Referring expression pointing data
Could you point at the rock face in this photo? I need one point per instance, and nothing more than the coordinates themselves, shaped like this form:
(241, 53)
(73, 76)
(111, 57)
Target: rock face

### YOUR GOAL
Reproduce the preceding records exactly and completely.

### RESULT OF THE EXERCISE
Could you point at the rock face in this photo? I need one point per instance, and nothing more than the coordinates themselves, shaped like this form:
(241, 53)
(73, 76)
(111, 57)
Target: rock face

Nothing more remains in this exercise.